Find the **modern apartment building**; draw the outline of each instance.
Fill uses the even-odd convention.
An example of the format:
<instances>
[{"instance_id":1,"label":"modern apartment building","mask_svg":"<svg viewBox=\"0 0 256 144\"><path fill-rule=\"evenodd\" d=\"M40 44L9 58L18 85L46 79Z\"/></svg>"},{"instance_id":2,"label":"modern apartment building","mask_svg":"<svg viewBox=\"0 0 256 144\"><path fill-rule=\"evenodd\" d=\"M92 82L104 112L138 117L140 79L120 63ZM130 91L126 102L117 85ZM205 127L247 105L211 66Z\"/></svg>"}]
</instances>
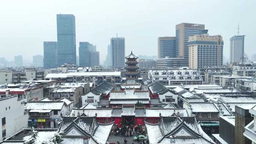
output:
<instances>
[{"instance_id":1,"label":"modern apartment building","mask_svg":"<svg viewBox=\"0 0 256 144\"><path fill-rule=\"evenodd\" d=\"M22 67L23 66L23 60L22 56L21 55L15 56L14 57L14 61L16 66Z\"/></svg>"},{"instance_id":2,"label":"modern apartment building","mask_svg":"<svg viewBox=\"0 0 256 144\"><path fill-rule=\"evenodd\" d=\"M230 38L230 62L243 62L244 54L244 37L235 36Z\"/></svg>"},{"instance_id":3,"label":"modern apartment building","mask_svg":"<svg viewBox=\"0 0 256 144\"><path fill-rule=\"evenodd\" d=\"M90 52L96 52L96 45L93 45L91 43L90 44L90 48L89 49Z\"/></svg>"},{"instance_id":4,"label":"modern apartment building","mask_svg":"<svg viewBox=\"0 0 256 144\"><path fill-rule=\"evenodd\" d=\"M100 66L100 52L90 52L90 66Z\"/></svg>"},{"instance_id":5,"label":"modern apartment building","mask_svg":"<svg viewBox=\"0 0 256 144\"><path fill-rule=\"evenodd\" d=\"M223 40L220 35L203 34L189 37L190 68L221 67L223 63Z\"/></svg>"},{"instance_id":6,"label":"modern apartment building","mask_svg":"<svg viewBox=\"0 0 256 144\"><path fill-rule=\"evenodd\" d=\"M158 39L158 58L176 56L175 37L159 37Z\"/></svg>"},{"instance_id":7,"label":"modern apartment building","mask_svg":"<svg viewBox=\"0 0 256 144\"><path fill-rule=\"evenodd\" d=\"M57 42L43 42L43 67L53 68L57 67Z\"/></svg>"},{"instance_id":8,"label":"modern apartment building","mask_svg":"<svg viewBox=\"0 0 256 144\"><path fill-rule=\"evenodd\" d=\"M57 15L58 64L76 64L76 23L73 15Z\"/></svg>"},{"instance_id":9,"label":"modern apartment building","mask_svg":"<svg viewBox=\"0 0 256 144\"><path fill-rule=\"evenodd\" d=\"M79 42L79 64L80 67L90 65L90 43Z\"/></svg>"},{"instance_id":10,"label":"modern apartment building","mask_svg":"<svg viewBox=\"0 0 256 144\"><path fill-rule=\"evenodd\" d=\"M110 39L112 50L112 66L124 67L125 43L124 37L113 37Z\"/></svg>"},{"instance_id":11,"label":"modern apartment building","mask_svg":"<svg viewBox=\"0 0 256 144\"><path fill-rule=\"evenodd\" d=\"M189 65L189 37L207 32L204 25L182 23L176 25L176 55L184 57L187 65Z\"/></svg>"}]
</instances>

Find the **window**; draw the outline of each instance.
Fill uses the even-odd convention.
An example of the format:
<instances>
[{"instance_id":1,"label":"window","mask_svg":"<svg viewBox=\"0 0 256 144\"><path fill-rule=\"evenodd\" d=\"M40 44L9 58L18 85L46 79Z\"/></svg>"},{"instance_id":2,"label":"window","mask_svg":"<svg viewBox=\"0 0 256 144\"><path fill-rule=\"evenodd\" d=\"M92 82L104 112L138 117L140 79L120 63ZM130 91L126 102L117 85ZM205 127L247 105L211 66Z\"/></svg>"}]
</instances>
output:
<instances>
[{"instance_id":1,"label":"window","mask_svg":"<svg viewBox=\"0 0 256 144\"><path fill-rule=\"evenodd\" d=\"M4 137L6 136L6 130L4 129L2 131L2 137Z\"/></svg>"},{"instance_id":2,"label":"window","mask_svg":"<svg viewBox=\"0 0 256 144\"><path fill-rule=\"evenodd\" d=\"M2 118L2 126L3 126L6 124L5 121L5 117Z\"/></svg>"},{"instance_id":3,"label":"window","mask_svg":"<svg viewBox=\"0 0 256 144\"><path fill-rule=\"evenodd\" d=\"M54 114L55 115L58 115L58 110L54 110Z\"/></svg>"}]
</instances>

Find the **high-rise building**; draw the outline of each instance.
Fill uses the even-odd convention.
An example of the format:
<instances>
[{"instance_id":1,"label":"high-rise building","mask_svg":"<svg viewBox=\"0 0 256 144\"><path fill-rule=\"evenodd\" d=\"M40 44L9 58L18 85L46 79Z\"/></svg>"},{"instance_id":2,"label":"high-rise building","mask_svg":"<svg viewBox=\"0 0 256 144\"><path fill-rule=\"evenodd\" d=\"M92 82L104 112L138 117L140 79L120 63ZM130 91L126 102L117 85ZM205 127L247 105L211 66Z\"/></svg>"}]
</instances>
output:
<instances>
[{"instance_id":1,"label":"high-rise building","mask_svg":"<svg viewBox=\"0 0 256 144\"><path fill-rule=\"evenodd\" d=\"M175 37L159 37L158 39L158 58L176 56Z\"/></svg>"},{"instance_id":2,"label":"high-rise building","mask_svg":"<svg viewBox=\"0 0 256 144\"><path fill-rule=\"evenodd\" d=\"M230 63L243 62L245 36L235 36L230 38Z\"/></svg>"},{"instance_id":3,"label":"high-rise building","mask_svg":"<svg viewBox=\"0 0 256 144\"><path fill-rule=\"evenodd\" d=\"M53 68L57 66L57 42L44 42L44 68Z\"/></svg>"},{"instance_id":4,"label":"high-rise building","mask_svg":"<svg viewBox=\"0 0 256 144\"><path fill-rule=\"evenodd\" d=\"M90 66L100 66L100 52L90 52Z\"/></svg>"},{"instance_id":5,"label":"high-rise building","mask_svg":"<svg viewBox=\"0 0 256 144\"><path fill-rule=\"evenodd\" d=\"M22 56L21 55L15 56L14 57L14 61L15 61L16 66L18 67L22 67L23 66L23 60Z\"/></svg>"},{"instance_id":6,"label":"high-rise building","mask_svg":"<svg viewBox=\"0 0 256 144\"><path fill-rule=\"evenodd\" d=\"M33 56L33 65L42 67L43 65L43 56L37 55Z\"/></svg>"},{"instance_id":7,"label":"high-rise building","mask_svg":"<svg viewBox=\"0 0 256 144\"><path fill-rule=\"evenodd\" d=\"M90 44L90 48L89 49L90 52L96 52L96 45L93 45L91 43Z\"/></svg>"},{"instance_id":8,"label":"high-rise building","mask_svg":"<svg viewBox=\"0 0 256 144\"><path fill-rule=\"evenodd\" d=\"M80 67L90 65L90 43L88 42L79 43L79 63Z\"/></svg>"},{"instance_id":9,"label":"high-rise building","mask_svg":"<svg viewBox=\"0 0 256 144\"><path fill-rule=\"evenodd\" d=\"M176 25L176 55L184 57L189 65L189 37L207 34L204 25L182 23Z\"/></svg>"},{"instance_id":10,"label":"high-rise building","mask_svg":"<svg viewBox=\"0 0 256 144\"><path fill-rule=\"evenodd\" d=\"M110 39L112 50L112 66L124 67L125 43L124 37L113 37Z\"/></svg>"},{"instance_id":11,"label":"high-rise building","mask_svg":"<svg viewBox=\"0 0 256 144\"><path fill-rule=\"evenodd\" d=\"M191 36L188 43L190 68L222 65L223 42L221 36L203 34Z\"/></svg>"},{"instance_id":12,"label":"high-rise building","mask_svg":"<svg viewBox=\"0 0 256 144\"><path fill-rule=\"evenodd\" d=\"M57 15L57 59L59 65L76 64L76 23L73 15Z\"/></svg>"}]
</instances>

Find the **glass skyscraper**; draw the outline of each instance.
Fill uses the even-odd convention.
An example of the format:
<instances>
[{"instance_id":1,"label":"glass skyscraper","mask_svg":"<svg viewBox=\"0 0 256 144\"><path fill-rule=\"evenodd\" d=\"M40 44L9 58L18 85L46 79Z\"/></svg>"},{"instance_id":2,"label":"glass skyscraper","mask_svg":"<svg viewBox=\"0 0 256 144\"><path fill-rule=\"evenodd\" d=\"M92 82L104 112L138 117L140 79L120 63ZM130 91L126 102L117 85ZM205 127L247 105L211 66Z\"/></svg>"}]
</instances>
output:
<instances>
[{"instance_id":1,"label":"glass skyscraper","mask_svg":"<svg viewBox=\"0 0 256 144\"><path fill-rule=\"evenodd\" d=\"M159 37L158 39L158 58L165 57L174 58L176 56L176 37Z\"/></svg>"},{"instance_id":2,"label":"glass skyscraper","mask_svg":"<svg viewBox=\"0 0 256 144\"><path fill-rule=\"evenodd\" d=\"M230 63L243 62L245 36L235 36L230 38Z\"/></svg>"},{"instance_id":3,"label":"glass skyscraper","mask_svg":"<svg viewBox=\"0 0 256 144\"><path fill-rule=\"evenodd\" d=\"M90 43L79 43L79 64L80 67L90 65Z\"/></svg>"},{"instance_id":4,"label":"glass skyscraper","mask_svg":"<svg viewBox=\"0 0 256 144\"><path fill-rule=\"evenodd\" d=\"M176 25L176 55L184 57L189 65L189 37L207 34L204 25L183 23Z\"/></svg>"},{"instance_id":5,"label":"glass skyscraper","mask_svg":"<svg viewBox=\"0 0 256 144\"><path fill-rule=\"evenodd\" d=\"M73 15L57 15L57 59L58 65L76 64L76 24Z\"/></svg>"},{"instance_id":6,"label":"glass skyscraper","mask_svg":"<svg viewBox=\"0 0 256 144\"><path fill-rule=\"evenodd\" d=\"M112 50L112 66L124 67L125 43L124 37L110 39L110 47Z\"/></svg>"},{"instance_id":7,"label":"glass skyscraper","mask_svg":"<svg viewBox=\"0 0 256 144\"><path fill-rule=\"evenodd\" d=\"M53 68L57 67L57 42L43 42L43 67Z\"/></svg>"}]
</instances>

---

How many lines in the material above contain the string "outline", with case counting? Reply with the number alone.

Written response:
4